- [Text passage]
□ □ □ □ □ □ □
Automated Testing For Data Migration

Data Migration, Part 4/4, Automation

Data Migration Testing revolves around testing the integrity of Data, content and the quality of data between Source and Destination DB based on the given mapping rule.

Broadly, any data Migration has the following:

– Table level mapping

– Element level mapping (column level)

– New elements in the New DB

– Ignore few old elements from the Legacy DB

– Not to be converted data from Legacy to the New system.

– Count Check

Table Level mapping defines how the tables from the old DB should be mapped to the new DB. Based on the mapping rules and how the new system is designed, the table level mapping could be one to many or many to one or one to one.

Element Level mapping defines how each column in the legacy system is mapped to the columns in the new system and this could be also be one to many, manty to one or one to one.

New elements in the new DB are the columns which is very specific to the New DB and not existing in the Legacy

Ignore elements from the Legacy system are the columns which are being exempted from the mapping rule and never brought to the new system.

Not to be converted data are the records from the Legacy DB which are being exempted from getting converted to the new DB for whatsoever reason.

Count Check This is one of the most important validation check to ensure that the source count is in sync with the target count check based on the given mapping rule.

Essentially every automated/manual testing for Data migration projects focuses on the above validation points.

The very fact that we deal with millions and millions of data, manual testing of data migration project can be next to impossible and the situation demands  an automated process and everytime there is a new extraction of data and any changes to the code, we should be able to trigger the automated scripts to check the sanctity and integrity of the data.

This could be achieved with a bunch of SQL scripts which compares the Source data to the Target data based on the mapping rule against each source and target tables.

A simple methodology without using any expensive off the shelf testing tool is to use Excel Macros.

– Get the macros in Excel to connect to Source and Target DB.

– Store the SQL scripts which  validates each table and element level mapping in the macros

– Store the result of the execution back to the Excel which basically confirms if the mapping passed/failed.

The Pros:

1. User-friendly and doesn’t need anyone to learn and understand the complexities of some off -the shelf expensive tools.

2. All the sql scripts being used as part of the test execution are stored at one place and are quite easy for reference.
□ □ □ □ □ □ □
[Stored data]

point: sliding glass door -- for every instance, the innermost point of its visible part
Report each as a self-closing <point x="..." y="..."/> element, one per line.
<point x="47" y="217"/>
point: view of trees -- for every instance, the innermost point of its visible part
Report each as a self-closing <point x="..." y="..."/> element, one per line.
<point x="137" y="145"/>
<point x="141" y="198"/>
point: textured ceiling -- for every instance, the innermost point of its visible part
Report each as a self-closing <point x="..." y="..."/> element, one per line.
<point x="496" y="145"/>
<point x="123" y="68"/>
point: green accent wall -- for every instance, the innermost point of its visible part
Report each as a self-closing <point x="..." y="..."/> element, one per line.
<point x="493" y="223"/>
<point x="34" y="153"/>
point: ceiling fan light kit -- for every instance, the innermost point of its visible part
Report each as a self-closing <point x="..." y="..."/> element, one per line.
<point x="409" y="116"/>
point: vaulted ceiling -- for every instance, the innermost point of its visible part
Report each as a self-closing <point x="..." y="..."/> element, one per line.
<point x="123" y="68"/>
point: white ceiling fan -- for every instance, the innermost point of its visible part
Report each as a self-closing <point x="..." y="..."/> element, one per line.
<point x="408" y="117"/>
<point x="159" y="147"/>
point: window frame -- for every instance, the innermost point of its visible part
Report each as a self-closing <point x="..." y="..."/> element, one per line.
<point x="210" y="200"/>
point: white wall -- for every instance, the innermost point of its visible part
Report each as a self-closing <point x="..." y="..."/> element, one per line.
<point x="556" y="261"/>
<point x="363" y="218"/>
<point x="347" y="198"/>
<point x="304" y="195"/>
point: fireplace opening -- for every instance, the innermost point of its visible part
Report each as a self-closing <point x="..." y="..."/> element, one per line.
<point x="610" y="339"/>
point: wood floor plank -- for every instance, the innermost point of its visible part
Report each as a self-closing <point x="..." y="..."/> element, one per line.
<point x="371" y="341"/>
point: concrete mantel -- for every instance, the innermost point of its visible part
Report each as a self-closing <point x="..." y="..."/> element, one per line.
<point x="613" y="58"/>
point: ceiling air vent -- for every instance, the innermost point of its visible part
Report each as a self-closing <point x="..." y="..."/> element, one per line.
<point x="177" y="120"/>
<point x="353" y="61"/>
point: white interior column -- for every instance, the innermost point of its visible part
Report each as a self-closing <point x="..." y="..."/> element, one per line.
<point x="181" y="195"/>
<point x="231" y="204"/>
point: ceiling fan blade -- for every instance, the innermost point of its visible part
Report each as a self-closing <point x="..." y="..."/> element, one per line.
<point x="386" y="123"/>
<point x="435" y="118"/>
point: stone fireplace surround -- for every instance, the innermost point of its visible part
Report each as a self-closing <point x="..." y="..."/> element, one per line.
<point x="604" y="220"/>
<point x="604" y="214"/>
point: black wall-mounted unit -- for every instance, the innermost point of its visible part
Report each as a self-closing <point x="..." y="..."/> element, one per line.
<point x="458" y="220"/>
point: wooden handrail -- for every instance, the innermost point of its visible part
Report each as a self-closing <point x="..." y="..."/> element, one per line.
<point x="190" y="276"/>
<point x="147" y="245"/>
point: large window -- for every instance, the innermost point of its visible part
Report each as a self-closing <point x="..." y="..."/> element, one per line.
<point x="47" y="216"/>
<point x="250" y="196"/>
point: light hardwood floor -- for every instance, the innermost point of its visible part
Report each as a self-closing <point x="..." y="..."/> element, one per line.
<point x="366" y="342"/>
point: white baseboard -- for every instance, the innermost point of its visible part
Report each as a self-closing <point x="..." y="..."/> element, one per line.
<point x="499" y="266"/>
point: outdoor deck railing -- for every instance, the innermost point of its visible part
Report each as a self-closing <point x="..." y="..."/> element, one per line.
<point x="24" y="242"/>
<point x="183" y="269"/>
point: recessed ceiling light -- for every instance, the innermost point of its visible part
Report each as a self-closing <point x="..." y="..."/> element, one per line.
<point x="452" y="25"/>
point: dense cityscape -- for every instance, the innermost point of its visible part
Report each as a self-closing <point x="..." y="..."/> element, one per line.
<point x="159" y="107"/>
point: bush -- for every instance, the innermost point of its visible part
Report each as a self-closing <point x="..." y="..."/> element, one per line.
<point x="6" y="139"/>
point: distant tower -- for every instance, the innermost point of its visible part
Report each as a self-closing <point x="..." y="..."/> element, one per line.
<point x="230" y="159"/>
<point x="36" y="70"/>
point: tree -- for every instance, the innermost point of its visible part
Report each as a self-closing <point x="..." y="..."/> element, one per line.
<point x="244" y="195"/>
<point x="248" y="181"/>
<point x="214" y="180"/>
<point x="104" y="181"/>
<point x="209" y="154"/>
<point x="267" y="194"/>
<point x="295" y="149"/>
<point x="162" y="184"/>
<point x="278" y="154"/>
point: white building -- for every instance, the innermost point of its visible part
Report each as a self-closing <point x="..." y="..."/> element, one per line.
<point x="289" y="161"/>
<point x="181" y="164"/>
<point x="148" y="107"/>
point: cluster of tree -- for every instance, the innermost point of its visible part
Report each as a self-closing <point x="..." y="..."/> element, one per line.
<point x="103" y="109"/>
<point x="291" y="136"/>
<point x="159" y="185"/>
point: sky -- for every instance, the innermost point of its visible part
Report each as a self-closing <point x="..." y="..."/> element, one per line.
□ □ □ □ □ □ □
- [What you need to do]
- A) Please print the part of the data migration text from "Data Migration Testing" up to and including "Legacy to the New system.".
- B) Count the lines in the listing that contain the word "white" and give only that number.
The data migration text and the listing come from unrelated sources.

- [Exercise results]
- A)
Data Migration Testing revolves around testing the integrity of Data, content and the quality of data between Source and Destination DB based on the given mapping rule.

Broadly, any data Migration has the following:

– Table level mapping

– Element level mapping (column level)

– New elements in the New DB

– Ignore few old elements from the Legacy DB

– Not to be converted data from Legacy to the New system.

- B) 5